* [Supplied material]
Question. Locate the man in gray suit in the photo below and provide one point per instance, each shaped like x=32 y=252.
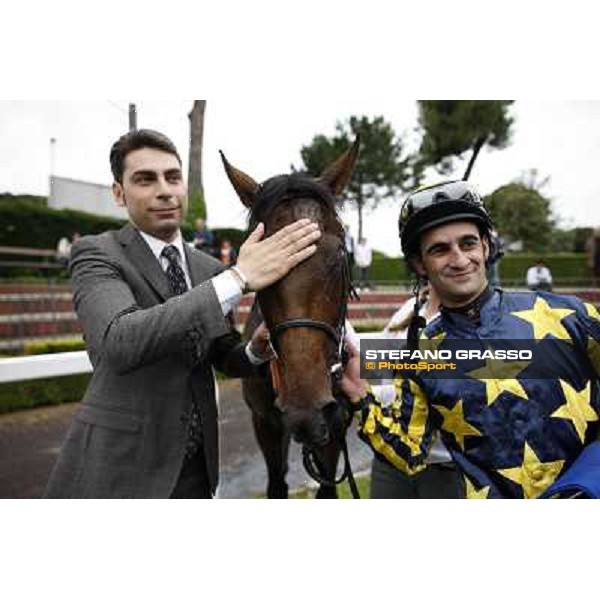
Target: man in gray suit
x=156 y=317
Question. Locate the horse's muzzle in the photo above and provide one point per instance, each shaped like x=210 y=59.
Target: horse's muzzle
x=312 y=428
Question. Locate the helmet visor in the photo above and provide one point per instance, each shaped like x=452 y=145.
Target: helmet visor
x=454 y=190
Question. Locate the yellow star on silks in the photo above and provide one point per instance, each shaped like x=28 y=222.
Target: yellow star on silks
x=473 y=494
x=577 y=408
x=499 y=376
x=546 y=320
x=455 y=423
x=592 y=311
x=532 y=475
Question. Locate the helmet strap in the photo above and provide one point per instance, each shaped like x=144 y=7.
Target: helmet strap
x=418 y=321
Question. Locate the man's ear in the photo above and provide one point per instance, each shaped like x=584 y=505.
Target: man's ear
x=118 y=194
x=418 y=266
x=486 y=248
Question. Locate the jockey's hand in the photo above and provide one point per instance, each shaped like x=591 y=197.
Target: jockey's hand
x=264 y=262
x=260 y=345
x=352 y=385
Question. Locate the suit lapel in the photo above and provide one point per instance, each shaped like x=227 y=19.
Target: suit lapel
x=200 y=268
x=141 y=256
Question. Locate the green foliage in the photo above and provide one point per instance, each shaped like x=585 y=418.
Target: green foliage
x=27 y=225
x=53 y=347
x=567 y=269
x=521 y=213
x=451 y=127
x=20 y=200
x=196 y=209
x=381 y=170
x=20 y=395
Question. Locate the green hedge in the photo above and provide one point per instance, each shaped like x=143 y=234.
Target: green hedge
x=38 y=227
x=20 y=395
x=567 y=268
x=53 y=347
x=25 y=221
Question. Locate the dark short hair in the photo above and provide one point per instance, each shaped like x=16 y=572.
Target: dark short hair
x=135 y=140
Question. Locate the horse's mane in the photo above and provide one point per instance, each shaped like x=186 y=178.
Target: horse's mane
x=285 y=187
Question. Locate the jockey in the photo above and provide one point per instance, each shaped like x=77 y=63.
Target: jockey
x=511 y=435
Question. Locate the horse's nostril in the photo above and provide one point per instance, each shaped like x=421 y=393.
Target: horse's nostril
x=312 y=431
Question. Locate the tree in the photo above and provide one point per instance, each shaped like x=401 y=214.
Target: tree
x=452 y=127
x=197 y=205
x=380 y=171
x=522 y=213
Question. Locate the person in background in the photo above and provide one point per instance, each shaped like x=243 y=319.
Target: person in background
x=63 y=251
x=363 y=256
x=539 y=277
x=440 y=480
x=498 y=246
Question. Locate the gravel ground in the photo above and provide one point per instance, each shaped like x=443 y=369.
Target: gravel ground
x=30 y=441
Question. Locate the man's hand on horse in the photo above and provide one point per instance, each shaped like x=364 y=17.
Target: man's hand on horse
x=260 y=345
x=264 y=262
x=352 y=385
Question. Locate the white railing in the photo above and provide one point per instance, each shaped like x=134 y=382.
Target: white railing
x=22 y=368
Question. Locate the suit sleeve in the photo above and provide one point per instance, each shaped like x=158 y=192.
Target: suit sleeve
x=118 y=331
x=401 y=432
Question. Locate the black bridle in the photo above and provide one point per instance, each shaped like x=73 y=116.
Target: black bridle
x=336 y=334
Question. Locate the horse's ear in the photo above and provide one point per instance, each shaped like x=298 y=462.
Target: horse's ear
x=337 y=175
x=243 y=184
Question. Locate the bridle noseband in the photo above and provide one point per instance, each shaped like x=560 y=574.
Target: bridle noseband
x=337 y=335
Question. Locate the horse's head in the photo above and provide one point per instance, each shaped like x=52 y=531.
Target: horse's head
x=305 y=310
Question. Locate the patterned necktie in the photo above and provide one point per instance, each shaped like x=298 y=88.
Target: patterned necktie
x=175 y=274
x=178 y=285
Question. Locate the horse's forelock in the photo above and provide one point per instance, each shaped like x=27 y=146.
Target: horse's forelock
x=285 y=187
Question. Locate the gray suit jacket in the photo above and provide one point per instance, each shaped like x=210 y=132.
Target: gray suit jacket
x=152 y=354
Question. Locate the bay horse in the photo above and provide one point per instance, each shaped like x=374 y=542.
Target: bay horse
x=305 y=313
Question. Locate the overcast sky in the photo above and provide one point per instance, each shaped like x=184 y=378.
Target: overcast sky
x=561 y=139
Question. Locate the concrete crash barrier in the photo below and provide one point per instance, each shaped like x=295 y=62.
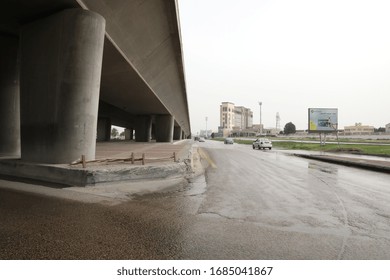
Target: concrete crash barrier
x=374 y=165
x=65 y=175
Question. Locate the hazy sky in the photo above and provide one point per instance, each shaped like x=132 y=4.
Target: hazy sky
x=289 y=54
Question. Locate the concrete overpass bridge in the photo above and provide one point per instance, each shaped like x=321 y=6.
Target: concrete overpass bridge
x=69 y=69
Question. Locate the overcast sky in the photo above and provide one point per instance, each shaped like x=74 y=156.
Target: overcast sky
x=290 y=55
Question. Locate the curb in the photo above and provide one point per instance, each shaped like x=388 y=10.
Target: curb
x=369 y=165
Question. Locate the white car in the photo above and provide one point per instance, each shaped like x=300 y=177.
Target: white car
x=262 y=143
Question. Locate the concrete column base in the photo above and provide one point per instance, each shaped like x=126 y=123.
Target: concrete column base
x=143 y=129
x=164 y=128
x=103 y=130
x=9 y=97
x=177 y=133
x=60 y=80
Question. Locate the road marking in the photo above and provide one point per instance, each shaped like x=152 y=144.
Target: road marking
x=203 y=154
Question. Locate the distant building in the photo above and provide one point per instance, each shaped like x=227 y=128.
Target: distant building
x=358 y=129
x=234 y=118
x=227 y=115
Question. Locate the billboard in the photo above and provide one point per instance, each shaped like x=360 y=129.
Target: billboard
x=322 y=120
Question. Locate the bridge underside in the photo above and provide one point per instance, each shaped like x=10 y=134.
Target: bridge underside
x=70 y=69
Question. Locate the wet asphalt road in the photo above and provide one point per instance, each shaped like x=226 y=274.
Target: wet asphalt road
x=249 y=205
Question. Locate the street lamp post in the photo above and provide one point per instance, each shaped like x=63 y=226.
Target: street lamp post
x=261 y=128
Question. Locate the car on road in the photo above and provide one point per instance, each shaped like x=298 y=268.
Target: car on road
x=262 y=143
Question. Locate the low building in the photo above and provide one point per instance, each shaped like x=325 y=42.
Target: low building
x=359 y=129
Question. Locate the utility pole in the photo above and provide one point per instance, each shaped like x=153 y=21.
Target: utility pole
x=206 y=127
x=261 y=128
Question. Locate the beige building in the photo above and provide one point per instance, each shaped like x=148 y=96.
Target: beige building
x=358 y=129
x=234 y=118
x=243 y=117
x=227 y=115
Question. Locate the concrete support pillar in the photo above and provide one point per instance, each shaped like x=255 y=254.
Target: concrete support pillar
x=103 y=130
x=143 y=129
x=61 y=61
x=177 y=133
x=9 y=97
x=164 y=128
x=129 y=134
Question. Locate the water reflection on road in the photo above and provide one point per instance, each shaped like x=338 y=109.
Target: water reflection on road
x=250 y=204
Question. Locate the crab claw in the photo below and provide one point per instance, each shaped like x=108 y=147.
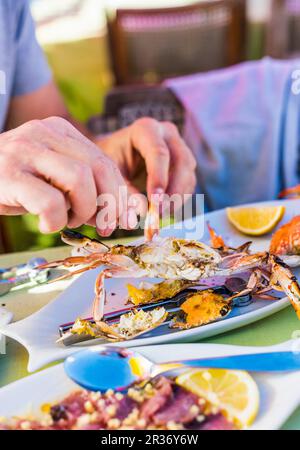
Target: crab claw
x=283 y=278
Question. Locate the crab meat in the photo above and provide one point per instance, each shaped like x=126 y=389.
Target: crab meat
x=200 y=309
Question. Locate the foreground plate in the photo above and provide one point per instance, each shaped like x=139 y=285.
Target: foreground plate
x=39 y=331
x=279 y=394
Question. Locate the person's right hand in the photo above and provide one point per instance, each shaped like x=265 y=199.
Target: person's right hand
x=50 y=169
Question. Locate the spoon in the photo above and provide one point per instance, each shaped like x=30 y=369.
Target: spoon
x=103 y=368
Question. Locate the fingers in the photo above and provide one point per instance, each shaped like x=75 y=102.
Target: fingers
x=169 y=162
x=72 y=177
x=38 y=197
x=182 y=176
x=147 y=137
x=110 y=184
x=11 y=210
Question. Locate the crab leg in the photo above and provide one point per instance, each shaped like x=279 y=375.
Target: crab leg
x=100 y=292
x=216 y=240
x=283 y=279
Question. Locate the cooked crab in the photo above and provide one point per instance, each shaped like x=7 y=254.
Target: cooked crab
x=176 y=259
x=129 y=326
x=200 y=309
x=285 y=242
x=150 y=293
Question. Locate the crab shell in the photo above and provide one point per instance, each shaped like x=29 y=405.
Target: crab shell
x=286 y=240
x=200 y=309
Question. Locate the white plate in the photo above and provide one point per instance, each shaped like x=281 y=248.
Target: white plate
x=5 y=318
x=279 y=394
x=39 y=331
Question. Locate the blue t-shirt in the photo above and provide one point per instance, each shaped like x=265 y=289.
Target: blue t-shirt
x=23 y=67
x=243 y=125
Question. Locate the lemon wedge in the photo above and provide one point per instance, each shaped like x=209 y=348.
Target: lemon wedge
x=255 y=221
x=233 y=392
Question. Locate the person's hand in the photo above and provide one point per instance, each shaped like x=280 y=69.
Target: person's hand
x=170 y=164
x=50 y=169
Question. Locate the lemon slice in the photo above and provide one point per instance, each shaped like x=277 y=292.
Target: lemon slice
x=255 y=221
x=234 y=392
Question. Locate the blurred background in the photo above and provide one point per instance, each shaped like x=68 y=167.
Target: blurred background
x=109 y=58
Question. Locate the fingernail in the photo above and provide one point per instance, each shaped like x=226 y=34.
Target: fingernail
x=158 y=191
x=131 y=218
x=106 y=232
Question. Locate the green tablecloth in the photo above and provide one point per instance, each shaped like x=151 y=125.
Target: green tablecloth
x=273 y=330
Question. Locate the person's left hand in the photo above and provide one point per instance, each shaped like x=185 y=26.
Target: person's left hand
x=170 y=164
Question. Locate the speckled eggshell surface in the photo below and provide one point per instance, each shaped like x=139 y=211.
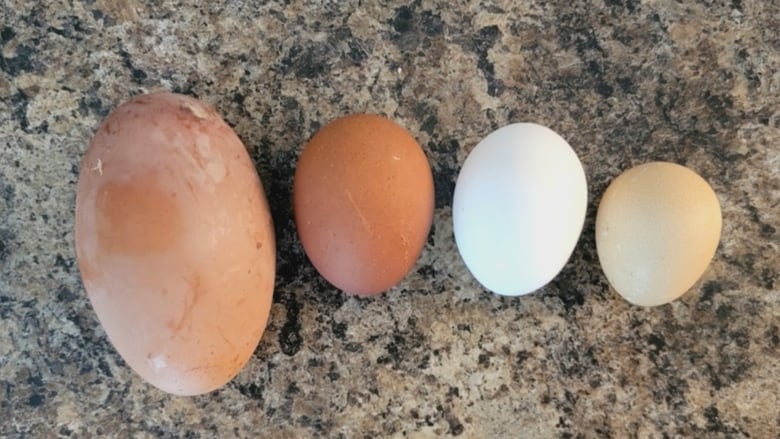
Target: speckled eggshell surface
x=657 y=229
x=363 y=200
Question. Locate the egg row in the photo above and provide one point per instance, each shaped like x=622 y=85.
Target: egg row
x=176 y=248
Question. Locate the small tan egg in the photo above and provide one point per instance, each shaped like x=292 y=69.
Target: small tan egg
x=175 y=242
x=657 y=229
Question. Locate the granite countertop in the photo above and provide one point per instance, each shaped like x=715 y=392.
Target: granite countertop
x=697 y=83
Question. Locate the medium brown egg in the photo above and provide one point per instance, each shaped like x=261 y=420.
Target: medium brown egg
x=175 y=242
x=363 y=200
x=657 y=228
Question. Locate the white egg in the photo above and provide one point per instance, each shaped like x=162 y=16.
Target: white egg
x=519 y=208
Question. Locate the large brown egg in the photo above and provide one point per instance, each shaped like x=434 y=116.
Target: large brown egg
x=363 y=200
x=175 y=242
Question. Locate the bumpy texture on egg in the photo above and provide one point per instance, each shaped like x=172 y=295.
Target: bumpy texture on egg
x=175 y=242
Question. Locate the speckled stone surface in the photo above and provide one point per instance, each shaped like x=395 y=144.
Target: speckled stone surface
x=697 y=83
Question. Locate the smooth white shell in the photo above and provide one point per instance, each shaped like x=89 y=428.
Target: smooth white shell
x=519 y=208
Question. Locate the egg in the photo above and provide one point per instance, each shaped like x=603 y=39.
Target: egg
x=657 y=229
x=363 y=200
x=175 y=242
x=518 y=208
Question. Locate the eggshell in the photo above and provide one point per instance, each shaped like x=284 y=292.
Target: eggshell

* [Objective]
Starting at the line that contains "Question. Locate the gray" and ending after the line that contains "x=322 y=120", arrange those lines as a JSON list of strings, one string per line. Leave out blank lines and the picture.

* [Task solution]
[
  "Question. Locate the gray suit jacket in the photo above and provide one point per instance, each shaped like x=210 y=132.",
  "Target: gray suit jacket",
  "x=152 y=354",
  "Question. Locate the bay horse in the photo above and provide one point per instance, each shaped like x=374 y=542.",
  "Target: bay horse",
  "x=305 y=313",
  "Question. Locate the overcast sky in the photo above and provide one point per instance, each shaped like x=184 y=378.",
  "Target: overcast sky",
  "x=561 y=139",
  "Question. Locate the concrete crash barrier in the photo below and provide one point per instance, each shaped like x=295 y=62.",
  "Target: concrete crash barrier",
  "x=374 y=165",
  "x=65 y=175",
  "Question. Locate the hazy sky in the photo above and provide one point per instance, each shaped like x=132 y=4.",
  "Target: hazy sky",
  "x=289 y=54",
  "Question. Locate the concrete overpass bridge in the photo above and provide one point per instance, each shaped like x=321 y=6.",
  "Target: concrete overpass bridge",
  "x=69 y=69",
  "Question. Locate the overcast sky in the photo above and provide one point per instance, each shaped like x=74 y=156.",
  "Target: overcast sky",
  "x=290 y=55",
  "Question. Locate the curb in the photo above and provide one point per instance, each shaped like x=388 y=10.",
  "Target: curb",
  "x=369 y=165",
  "Question. Locate the white car in the photo above and provide one point per instance, each shaped like x=300 y=177.",
  "Target: white car",
  "x=262 y=143",
  "Question. Locate the concrete column base in the photo above and provide one point per instance, each shaped like x=126 y=123.",
  "Target: concrete column base",
  "x=143 y=129",
  "x=164 y=128",
  "x=103 y=130",
  "x=9 y=97",
  "x=177 y=133",
  "x=60 y=80",
  "Question. Locate the road marking in the photo above and provide one point per instance, each shaped like x=152 y=144.",
  "Target: road marking",
  "x=203 y=154",
  "Question. Locate the distant building in the photo above and provide one point per instance, each shaped like x=227 y=128.",
  "Target: distant building",
  "x=358 y=129",
  "x=234 y=118",
  "x=227 y=115",
  "Question. Locate the billboard in the photo above and provide one point per instance, each shaped like x=360 y=129.",
  "Target: billboard",
  "x=322 y=120"
]